### Compiti scritti:
• 1. Risponda a queste domande sull'estratto dedicato alla Resurrezione di Piero della Francesca:
(a) In quale località e in quale anno si svolge la vicenda del capitano?
(b) Che cosa si ordinava dall'alto riguardo al borgo toscano?
(c) Quale conseguenza avrebbe affrontato il capitano disubbidendo al comando alleato?
• 2. Prosegua il racconto sulla Resurrezione di Piero della Francesca a partire dalla sua ultima frase.

### Estratto del documento:
+ + + + + + +

Ammiriamo un capolavoro assoluto che come sempre condensa al suo interno altre mille storie. Quella scelta per aprire il racconto sulla Resurrezione di Piero della Francesca ci porta indietro nel tempo di pochi decenni.
Non siamo nel Rinascimento ma negli anni tristi e dolorosi della seconda guerra mondiale. Proprio durante i combattimenti contro i nazisti sul suolo italiano, si sfiora una tragedia che stava per costare cara al patrimonio artistico universale.
Ma che cosa accadde realmente in questo angolo di Toscana sotto le bombe della guerra? Chi si immolò per una “causa culturale” mentre il sangue scorreva copioso nelle regioni europee?
Per scoprire tutti i dettagli di questo salvataggio eroico, non ti resta che continuare a leggere le peripezie della Resurrezione di Piero della Francesca.
La Resurrezione di Piero della Francesca: storia di un mancato bombardamento
Sansepolcro, anno 1944.
Il capitano era nervoso. Molto nervoso. Sudava freddo, fumava con stizza e non mollava un attimo il suo binocolo, quasi volesse trovare dentro a quell’aggeggio un’ancora di salvezza. Scrutava, osservava, indagava. Cercava con insistenza quasi paradossale un indizio, una traccia, un segno minimo che potesse in qualche modo confermare la sua ipotesi. Un’ipotesi che aveva davvero del paradossale ma che ormai si stava facendo strada in maniera inesorabile nella sua mente e nel suo cuore.
Sansepolcro non doveva essere bombardata. I cannoni dovevano tacere e l’artiglieria non si sarebbe mai abbattuta con il suo carico di distruzione su quelle pietre vetuste e preziose. Ma dall’alto si ordinava esattamente il contrario: cannoneggiare senza indugio il borgo toscano.
A cosa sarebbe andato incontro il capitano disubbidendo apertamente al comando alleato? La risposta era semplice, quasi scontata: la corte marziale. Il tribunale militare era implacabile con chi contravveniva gli ordini dei superiori in un momento tanto cruciale del conflitto armato.

+ + + + + + +

### Voci mostrate:

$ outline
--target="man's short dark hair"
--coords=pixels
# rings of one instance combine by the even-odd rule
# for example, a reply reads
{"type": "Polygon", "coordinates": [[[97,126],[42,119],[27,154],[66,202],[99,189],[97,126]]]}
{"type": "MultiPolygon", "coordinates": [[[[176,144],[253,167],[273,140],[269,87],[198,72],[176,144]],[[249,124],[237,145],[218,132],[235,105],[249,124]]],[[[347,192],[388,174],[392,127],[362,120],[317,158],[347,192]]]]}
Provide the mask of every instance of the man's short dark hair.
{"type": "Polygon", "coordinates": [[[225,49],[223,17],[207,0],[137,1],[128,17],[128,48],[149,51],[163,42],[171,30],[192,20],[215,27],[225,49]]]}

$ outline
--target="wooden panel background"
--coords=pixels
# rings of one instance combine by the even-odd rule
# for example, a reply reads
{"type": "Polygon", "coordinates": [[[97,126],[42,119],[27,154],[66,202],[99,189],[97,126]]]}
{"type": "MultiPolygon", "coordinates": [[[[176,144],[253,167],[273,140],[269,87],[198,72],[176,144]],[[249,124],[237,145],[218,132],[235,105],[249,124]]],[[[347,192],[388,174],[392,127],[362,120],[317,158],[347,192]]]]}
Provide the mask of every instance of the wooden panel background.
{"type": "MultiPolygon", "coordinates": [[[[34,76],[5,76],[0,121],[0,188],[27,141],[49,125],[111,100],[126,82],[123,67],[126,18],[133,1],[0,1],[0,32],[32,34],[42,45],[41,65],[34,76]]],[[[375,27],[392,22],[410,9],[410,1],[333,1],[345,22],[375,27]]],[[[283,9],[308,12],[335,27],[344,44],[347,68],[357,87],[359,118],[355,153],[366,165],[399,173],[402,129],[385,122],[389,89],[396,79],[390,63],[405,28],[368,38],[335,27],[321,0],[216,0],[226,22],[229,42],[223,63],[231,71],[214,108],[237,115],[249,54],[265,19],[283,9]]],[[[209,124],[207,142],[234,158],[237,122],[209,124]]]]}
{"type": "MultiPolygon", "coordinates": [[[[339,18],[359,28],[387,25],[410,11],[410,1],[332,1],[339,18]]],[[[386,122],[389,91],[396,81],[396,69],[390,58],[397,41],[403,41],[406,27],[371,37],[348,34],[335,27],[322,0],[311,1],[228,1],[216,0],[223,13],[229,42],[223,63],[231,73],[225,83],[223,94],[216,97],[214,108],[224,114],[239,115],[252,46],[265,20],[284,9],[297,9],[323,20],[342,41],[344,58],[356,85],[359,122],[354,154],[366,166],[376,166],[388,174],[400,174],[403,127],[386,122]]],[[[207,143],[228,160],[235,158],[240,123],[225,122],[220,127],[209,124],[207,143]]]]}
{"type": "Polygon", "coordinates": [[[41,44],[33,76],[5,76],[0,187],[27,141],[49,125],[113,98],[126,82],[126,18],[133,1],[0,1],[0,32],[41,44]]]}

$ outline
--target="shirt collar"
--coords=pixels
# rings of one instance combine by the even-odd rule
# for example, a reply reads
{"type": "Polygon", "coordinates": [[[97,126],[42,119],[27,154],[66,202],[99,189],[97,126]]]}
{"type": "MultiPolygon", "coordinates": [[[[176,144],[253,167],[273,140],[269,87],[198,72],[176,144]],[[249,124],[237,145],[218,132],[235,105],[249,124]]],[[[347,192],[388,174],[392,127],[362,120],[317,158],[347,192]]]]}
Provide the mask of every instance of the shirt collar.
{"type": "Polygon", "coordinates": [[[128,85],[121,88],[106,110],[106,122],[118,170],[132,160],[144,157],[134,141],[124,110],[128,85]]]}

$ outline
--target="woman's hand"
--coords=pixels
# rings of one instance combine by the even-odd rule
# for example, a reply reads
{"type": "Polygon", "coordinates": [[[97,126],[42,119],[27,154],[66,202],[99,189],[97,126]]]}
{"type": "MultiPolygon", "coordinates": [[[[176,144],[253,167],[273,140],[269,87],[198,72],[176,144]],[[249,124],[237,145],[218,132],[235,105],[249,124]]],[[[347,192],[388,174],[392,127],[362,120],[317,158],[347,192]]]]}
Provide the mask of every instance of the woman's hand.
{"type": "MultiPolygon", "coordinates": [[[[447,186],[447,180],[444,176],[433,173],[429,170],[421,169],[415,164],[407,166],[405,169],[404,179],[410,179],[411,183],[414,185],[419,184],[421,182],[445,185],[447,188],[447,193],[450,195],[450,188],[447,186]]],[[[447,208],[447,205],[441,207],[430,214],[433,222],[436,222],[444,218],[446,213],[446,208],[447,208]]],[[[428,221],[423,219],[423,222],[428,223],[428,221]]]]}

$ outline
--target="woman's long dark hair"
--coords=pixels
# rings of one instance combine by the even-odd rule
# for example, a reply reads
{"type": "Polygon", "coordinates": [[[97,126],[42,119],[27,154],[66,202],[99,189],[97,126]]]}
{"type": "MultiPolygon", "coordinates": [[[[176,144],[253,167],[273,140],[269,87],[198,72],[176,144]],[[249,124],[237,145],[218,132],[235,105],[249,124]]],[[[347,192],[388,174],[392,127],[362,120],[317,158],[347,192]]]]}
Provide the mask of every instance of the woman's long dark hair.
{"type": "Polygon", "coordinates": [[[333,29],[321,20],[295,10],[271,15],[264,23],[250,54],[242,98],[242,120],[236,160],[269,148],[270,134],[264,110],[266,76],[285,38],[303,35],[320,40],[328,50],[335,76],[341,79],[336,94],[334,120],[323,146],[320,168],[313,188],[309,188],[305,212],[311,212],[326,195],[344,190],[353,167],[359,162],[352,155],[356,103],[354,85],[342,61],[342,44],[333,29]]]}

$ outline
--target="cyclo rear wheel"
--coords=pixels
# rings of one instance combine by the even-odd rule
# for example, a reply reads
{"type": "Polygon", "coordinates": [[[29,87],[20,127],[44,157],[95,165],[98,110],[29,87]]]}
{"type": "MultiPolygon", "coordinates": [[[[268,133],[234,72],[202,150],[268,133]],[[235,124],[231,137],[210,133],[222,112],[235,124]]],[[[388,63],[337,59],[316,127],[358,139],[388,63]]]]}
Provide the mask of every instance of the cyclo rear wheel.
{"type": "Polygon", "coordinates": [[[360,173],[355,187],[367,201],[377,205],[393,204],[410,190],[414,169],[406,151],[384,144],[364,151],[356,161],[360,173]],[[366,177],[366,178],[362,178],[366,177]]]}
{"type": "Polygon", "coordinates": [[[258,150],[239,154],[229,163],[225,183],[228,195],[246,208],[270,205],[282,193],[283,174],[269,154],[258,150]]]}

+ + + + + + +

### Risposte:
• 1.
(a) A Sansepolcro, nel 1944.
(b) Si ordinava di cannoneggiare senza indugio il borgo toscano.
(c) La corte marziale.

• 2.
Le truppe tedesche erano ormai allo stremo e toccava essere semplicemente spietati per assestare il colpo decisivo ai nazisti. Un colpo che avrebbe potuto mettere fine a quel massacro immane che andava ormai avanti da anni sul suolo europeo.
Il capitano Anthony Clarke era cosciente di ciò, eppure titubava nel dare l’assalto decisivo ai nemici. Ma perché non si decideva? Era forse una spia all’interno dell’esercito inglese? Tramava qualcosa contro il comando alleato?
Niente di tutto ciò come vedremo tra poco.
Storia del salvataggio di un capolavoro
Non c’era nulla di complottistico nella volontà di temporeggiare del militare. Semplicemente, il capitano Anthony Clarke non riusciva a non pensare a quel saggio scritto dal suo connazionale Aldous Huxley sulla Resurrezione di Piero della Francesca. Lui, amante della cultura e dell’arte, sapeva che le antiche mura di Sansepolcro proteggevano al suo interno il dipinto della Resurrezione di Piero della Francesca.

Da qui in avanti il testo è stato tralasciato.